**WHAT YOU ARE ASKED TO DO**:
From the forum post on preparing a Project Gutenberg book, reproduce word for word the passage starting with "Decide what you" and going on through "man than I am)".

**TEXT BLOCK**:
MobileRead Forums - View Single Post

cerement · 04-26-2008, 04:34 AM

-- First, grab the text file for your book of choice from Project Gutenberg
If an HTML version is available (and you can live with the formatting), grab that and save yourself some hassle

-- Open the file up in the text editor of your choice
After trying out several, I've become comfortable with Emeditor Free, but it really is just personal choice. Just make sure that it supports regular expressions. This will save you no end of hassle (I'm also going to use a lot of regex notation further down)

-- Plan for a nice long session of searching and replacing
Before you begin, get to know your text (and more importantly, the idiosyncrasies of the transcriber who prepped it for PG - did they use underlines or asterisks or something else for italics, did they create a funky system to indicate accented characters?) Is the book verse or prose (or worse, a mix)? If you're lucky, Google Books has the scanned copy so you can get a visual idea of how the book looked.

Decide what you want to do with the Gutenberg boilerplate (if you can figure out how to work this thing into your layout, then you're a better man than I am)

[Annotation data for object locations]

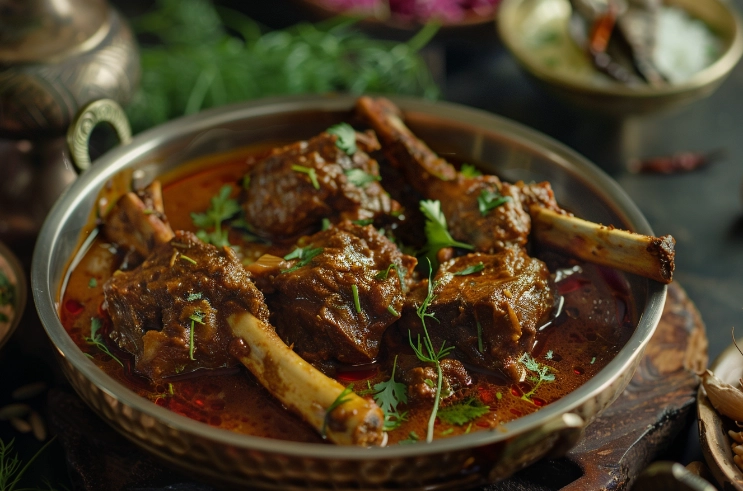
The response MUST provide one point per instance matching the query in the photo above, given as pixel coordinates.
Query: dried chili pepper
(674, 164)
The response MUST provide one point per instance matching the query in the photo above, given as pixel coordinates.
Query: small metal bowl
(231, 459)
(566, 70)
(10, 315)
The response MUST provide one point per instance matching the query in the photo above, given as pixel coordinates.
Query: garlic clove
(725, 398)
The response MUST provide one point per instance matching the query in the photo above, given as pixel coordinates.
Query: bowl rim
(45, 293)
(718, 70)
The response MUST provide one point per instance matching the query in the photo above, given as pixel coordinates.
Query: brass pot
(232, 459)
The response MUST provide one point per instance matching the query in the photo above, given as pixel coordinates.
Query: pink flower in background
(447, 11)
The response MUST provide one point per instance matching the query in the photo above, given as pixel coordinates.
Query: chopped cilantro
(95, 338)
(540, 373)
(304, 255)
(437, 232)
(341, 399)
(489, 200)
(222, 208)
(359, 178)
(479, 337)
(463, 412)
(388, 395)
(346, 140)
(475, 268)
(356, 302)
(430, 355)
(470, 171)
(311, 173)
---
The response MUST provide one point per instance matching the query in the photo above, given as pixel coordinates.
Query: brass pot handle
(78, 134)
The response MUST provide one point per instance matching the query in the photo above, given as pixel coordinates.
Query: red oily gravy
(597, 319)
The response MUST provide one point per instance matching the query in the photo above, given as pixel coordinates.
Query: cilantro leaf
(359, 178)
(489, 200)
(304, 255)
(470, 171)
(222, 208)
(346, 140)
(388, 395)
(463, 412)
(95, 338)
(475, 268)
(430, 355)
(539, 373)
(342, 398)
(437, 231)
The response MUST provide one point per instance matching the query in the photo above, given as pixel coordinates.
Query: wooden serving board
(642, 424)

**SOLUTION**:
Decide what you want to do with the Gutenberg boilerplate (if you can figure out how to work this thing into your layout, then you're a better man than I am)